* _Entries for bounding box labeling_
┌──

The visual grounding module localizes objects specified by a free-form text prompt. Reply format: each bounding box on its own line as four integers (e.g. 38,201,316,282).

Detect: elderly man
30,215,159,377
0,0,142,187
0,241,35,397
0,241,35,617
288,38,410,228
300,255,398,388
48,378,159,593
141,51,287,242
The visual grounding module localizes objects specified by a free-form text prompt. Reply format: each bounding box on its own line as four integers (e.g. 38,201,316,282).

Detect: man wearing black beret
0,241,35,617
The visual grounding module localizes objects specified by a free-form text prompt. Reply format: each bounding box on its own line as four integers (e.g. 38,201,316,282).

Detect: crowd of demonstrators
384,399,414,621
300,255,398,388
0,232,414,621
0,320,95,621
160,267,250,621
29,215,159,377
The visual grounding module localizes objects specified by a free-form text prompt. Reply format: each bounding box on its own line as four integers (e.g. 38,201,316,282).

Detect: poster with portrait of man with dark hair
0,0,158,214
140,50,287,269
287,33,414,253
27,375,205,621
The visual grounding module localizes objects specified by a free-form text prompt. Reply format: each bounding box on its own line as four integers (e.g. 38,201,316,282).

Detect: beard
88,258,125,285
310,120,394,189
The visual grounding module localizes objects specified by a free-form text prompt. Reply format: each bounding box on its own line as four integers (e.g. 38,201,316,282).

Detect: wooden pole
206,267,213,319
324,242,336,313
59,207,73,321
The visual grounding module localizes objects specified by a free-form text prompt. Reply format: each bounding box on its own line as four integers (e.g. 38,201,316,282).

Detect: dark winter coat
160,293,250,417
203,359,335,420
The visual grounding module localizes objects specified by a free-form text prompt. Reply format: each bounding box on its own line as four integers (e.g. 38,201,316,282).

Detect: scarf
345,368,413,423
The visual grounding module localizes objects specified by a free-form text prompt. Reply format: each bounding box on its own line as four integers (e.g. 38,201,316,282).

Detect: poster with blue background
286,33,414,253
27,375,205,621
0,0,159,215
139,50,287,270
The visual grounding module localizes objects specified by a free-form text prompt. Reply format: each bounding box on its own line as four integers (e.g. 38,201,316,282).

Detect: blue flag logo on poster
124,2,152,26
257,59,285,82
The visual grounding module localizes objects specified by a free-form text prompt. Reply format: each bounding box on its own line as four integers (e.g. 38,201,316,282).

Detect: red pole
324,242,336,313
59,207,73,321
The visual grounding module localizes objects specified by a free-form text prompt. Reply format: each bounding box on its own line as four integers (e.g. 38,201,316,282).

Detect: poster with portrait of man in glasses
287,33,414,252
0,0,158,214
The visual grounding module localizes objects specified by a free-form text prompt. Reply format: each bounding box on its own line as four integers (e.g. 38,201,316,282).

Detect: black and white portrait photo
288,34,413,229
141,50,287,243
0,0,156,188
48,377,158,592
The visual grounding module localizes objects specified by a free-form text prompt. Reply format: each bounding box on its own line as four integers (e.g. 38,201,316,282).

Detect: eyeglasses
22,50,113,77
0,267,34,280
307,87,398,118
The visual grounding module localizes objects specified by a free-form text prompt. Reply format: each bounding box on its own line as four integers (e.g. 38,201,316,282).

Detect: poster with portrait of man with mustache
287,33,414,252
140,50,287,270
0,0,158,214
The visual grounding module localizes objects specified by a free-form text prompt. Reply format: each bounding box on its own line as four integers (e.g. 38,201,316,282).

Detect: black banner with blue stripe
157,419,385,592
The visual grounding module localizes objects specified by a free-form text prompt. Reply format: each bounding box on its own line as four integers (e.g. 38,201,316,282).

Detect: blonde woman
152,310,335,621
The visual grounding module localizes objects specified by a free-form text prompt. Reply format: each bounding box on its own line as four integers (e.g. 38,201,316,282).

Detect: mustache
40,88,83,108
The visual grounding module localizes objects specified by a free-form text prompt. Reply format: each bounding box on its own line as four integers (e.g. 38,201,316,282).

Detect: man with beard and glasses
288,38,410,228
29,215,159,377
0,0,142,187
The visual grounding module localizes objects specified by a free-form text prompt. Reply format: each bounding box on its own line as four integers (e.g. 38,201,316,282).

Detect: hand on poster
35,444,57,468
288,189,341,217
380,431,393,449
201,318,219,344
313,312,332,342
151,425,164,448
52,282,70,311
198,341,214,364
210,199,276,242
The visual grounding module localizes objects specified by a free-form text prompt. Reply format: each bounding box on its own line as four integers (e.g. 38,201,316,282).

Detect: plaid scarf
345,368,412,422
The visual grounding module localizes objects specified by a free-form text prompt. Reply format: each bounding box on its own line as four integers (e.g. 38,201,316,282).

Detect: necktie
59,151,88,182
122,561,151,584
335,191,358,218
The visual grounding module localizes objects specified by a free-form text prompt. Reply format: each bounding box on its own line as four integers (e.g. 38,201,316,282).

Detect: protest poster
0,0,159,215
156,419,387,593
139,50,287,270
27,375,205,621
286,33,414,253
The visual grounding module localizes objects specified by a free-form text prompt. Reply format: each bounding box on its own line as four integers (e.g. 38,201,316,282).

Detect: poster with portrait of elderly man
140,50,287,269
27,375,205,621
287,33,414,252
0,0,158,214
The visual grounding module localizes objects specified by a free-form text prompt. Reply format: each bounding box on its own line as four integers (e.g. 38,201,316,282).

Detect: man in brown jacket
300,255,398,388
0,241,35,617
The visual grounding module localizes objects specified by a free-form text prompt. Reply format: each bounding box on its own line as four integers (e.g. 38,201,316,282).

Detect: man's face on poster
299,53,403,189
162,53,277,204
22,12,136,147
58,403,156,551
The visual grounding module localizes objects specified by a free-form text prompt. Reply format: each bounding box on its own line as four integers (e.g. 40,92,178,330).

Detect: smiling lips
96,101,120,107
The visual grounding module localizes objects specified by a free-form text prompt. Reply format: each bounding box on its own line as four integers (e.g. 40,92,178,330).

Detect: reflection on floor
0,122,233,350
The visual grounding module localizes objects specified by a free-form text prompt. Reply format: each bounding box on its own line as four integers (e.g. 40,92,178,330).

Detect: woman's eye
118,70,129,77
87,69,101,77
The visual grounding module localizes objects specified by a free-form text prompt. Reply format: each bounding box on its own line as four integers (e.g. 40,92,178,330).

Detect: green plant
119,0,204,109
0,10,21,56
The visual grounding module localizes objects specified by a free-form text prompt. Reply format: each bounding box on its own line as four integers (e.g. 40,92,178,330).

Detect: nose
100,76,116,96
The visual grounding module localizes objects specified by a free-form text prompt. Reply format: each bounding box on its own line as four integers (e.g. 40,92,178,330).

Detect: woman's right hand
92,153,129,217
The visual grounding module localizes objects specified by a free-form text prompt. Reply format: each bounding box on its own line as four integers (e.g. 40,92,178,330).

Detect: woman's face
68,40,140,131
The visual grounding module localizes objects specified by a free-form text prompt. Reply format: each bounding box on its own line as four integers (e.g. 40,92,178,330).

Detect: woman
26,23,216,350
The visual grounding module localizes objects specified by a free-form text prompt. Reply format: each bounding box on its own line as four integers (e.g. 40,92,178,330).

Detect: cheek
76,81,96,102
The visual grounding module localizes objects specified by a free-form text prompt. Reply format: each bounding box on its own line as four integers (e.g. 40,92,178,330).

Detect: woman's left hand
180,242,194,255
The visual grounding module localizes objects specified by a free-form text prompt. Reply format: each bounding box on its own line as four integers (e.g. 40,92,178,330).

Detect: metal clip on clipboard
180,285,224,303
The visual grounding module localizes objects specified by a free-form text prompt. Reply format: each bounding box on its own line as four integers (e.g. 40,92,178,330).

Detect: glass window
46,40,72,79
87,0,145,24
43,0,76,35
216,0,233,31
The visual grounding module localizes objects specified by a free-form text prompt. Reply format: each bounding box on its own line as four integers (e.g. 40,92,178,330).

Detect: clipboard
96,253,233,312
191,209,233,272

└──

* _TASK BRIEF_
Reproduce verbatim the stretch of the entries from their beginning through the line containing "141,51,287,242", with both ends included.

* _COMPLETE OUTPUT_
The visual grounding module localizes objects specified by a free-form text prompt. Reply format: each bounding box on its own line as four integers (e.g. 38,201,316,282).

Detect: elderly man
30,215,159,377
0,0,142,187
0,241,35,397
0,241,35,617
288,38,410,228
300,255,398,388
48,378,159,593
141,51,287,242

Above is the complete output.